**Required work:**
A – According to the Spud Chandler biography, why did Chandler make only eleven appearances, all in relief, the year after going 14-5 in 1938? Answer in one to three sentences.
B – Rewrite the paragraph of the Spud Chandler biography beginning "Chandler signed with the New York Yankees in 1932" as a bulleted list, keeping its main facts.
C – Summarize the Spud Chandler biography in two sentences.

Spurgeon “Spud” Chandler was born on September 12, 1907, in Commerce, Georgia. He attended the University of Georgia where he was a four-year baseball and three-year football varsity athlete, pitching and playing halfback.
Chandler signed with the New York Yankees in 1932, and played with Springfield and Binghamton his rookie year. Working his way through the Yanks’ farm system, he had stops at Newark, Minneapolis, Syracuse, Oakland and Portland before making it to the major league club at the age of 29 in 1937.
Chandler was 7-4 in 12 appearances that year, and was 14-5 in 1938. But through relentlessly pushing himself on every pitch he suffered a sore arm and made only eleven appearances the following year, all in relief. He then made a steady comeback winning eight games in 1940, 10 in 1941, 16 in 1942 and then having a career-year in 1943 with an exceptional 20-4 record to earn the MVP Award. His 1.64 ERA established a modern major league record, the best in the game since Walter Johnson’s 1.49 mark in 1919.
“With any kind of luck,” Chandler said, “I could have been 24-0. I pitched five shutouts and nine one-run games and the most runs they ever scored on me was three earned runs; and hell with the hitter we had . . .”

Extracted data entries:
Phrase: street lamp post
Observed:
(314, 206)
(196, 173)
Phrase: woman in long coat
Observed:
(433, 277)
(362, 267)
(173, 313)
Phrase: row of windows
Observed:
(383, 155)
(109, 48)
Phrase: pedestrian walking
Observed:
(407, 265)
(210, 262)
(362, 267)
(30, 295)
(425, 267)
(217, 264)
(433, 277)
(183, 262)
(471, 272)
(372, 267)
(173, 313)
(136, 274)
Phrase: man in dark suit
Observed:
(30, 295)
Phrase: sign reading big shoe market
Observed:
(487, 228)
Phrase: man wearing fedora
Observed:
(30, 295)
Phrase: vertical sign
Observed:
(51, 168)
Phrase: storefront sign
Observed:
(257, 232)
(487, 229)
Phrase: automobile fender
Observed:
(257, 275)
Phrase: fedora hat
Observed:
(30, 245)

**Solutions to each task:**
A – He relentlessly pushed himself on every pitch and suffered a sore arm. As a result, he made only eleven appearances the following year, all in relief.

B –
- Signed with the New York Yankees in 1932
- Played with Springfield and Binghamton as a rookie
- Worked through the Yankees' farm system, with stops at Newark, Minneapolis, Syracuse, Oakland and Portland
- Reached the major league club in 1937, at age 29

C – Spurgeon "Spud" Chandler, a University of Georgia baseball and football athlete born in 1907 in Commerce, Georgia, signed with the Yankees in 1932 and reached the major leagues in 1937 after several minor-league stops. After a sore arm limited him to eleven relief appearances, he made a steady comeback that peaked in 1943 with a 20-4 record, an MVP Award and a record-setting 1.64 ERA.